Task inputs ->
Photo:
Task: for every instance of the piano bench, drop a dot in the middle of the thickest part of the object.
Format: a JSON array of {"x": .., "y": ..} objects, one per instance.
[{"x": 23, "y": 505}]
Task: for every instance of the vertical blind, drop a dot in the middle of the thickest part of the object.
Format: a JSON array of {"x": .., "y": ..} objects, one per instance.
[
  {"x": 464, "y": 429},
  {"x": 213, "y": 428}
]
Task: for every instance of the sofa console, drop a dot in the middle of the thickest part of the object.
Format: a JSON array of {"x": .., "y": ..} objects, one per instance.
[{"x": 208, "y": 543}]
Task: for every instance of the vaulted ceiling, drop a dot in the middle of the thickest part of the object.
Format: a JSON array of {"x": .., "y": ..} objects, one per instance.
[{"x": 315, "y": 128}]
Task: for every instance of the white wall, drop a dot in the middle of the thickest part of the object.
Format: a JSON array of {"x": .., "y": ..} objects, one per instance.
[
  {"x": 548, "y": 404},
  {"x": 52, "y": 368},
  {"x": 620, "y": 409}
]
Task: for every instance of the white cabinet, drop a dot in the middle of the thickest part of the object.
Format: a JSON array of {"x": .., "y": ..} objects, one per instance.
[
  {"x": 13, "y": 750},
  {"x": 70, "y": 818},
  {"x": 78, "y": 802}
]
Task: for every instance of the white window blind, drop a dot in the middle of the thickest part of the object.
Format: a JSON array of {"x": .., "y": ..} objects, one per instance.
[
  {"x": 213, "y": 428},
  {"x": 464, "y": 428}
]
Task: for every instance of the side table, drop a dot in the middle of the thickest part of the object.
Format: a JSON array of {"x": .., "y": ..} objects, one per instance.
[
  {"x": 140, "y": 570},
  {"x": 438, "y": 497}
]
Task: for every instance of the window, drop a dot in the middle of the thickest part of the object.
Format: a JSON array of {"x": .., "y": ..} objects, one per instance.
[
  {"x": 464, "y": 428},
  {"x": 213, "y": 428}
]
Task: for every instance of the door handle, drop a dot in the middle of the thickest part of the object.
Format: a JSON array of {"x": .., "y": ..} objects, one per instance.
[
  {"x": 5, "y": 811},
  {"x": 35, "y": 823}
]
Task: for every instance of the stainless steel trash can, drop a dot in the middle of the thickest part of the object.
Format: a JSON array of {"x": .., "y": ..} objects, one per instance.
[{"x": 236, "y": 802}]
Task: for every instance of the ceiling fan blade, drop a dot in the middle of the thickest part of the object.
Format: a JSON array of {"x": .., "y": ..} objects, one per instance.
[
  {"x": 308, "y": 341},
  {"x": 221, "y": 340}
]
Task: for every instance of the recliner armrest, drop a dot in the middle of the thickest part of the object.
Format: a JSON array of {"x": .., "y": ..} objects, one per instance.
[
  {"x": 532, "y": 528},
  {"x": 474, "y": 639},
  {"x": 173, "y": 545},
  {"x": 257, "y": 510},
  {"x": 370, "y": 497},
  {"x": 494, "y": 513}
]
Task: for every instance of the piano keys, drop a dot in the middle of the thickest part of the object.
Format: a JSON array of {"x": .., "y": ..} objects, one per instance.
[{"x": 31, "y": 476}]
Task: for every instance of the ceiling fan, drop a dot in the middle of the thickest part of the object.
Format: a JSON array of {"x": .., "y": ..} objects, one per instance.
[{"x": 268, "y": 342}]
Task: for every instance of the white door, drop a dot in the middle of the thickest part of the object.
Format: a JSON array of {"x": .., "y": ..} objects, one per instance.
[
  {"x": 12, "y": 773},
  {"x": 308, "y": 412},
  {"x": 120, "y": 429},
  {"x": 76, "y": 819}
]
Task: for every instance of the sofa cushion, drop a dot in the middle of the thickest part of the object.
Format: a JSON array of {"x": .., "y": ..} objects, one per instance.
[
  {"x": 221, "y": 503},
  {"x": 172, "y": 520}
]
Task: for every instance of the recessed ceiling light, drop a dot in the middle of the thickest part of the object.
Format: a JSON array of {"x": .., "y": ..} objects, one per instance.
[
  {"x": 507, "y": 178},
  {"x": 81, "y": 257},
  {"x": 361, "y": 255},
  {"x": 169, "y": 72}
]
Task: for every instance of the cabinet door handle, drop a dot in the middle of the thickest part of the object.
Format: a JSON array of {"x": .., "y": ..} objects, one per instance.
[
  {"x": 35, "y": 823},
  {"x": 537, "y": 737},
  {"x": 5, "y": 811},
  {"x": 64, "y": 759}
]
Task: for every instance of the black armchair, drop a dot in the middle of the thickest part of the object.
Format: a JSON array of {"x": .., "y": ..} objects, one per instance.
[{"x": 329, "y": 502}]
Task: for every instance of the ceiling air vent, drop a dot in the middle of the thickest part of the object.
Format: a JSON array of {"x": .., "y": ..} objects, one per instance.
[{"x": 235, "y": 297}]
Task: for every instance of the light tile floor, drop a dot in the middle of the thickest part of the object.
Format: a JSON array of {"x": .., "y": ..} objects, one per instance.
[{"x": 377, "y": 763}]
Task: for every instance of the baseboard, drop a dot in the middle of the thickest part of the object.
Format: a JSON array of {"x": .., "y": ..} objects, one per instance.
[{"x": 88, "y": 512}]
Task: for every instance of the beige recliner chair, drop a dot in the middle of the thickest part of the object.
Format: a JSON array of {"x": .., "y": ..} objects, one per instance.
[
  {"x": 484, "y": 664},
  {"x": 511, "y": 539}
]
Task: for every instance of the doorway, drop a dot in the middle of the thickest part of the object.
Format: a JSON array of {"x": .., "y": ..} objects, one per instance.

Problem description -> Out of the entries, pull every line that mentions "cabinet".

The answer ->
Task: for every instance of the white cabinet, drop a dot in the middle of the thickest part of the object.
Task: for every instance of the cabinet door handle, drop a dot in the middle of the thickest part of the object.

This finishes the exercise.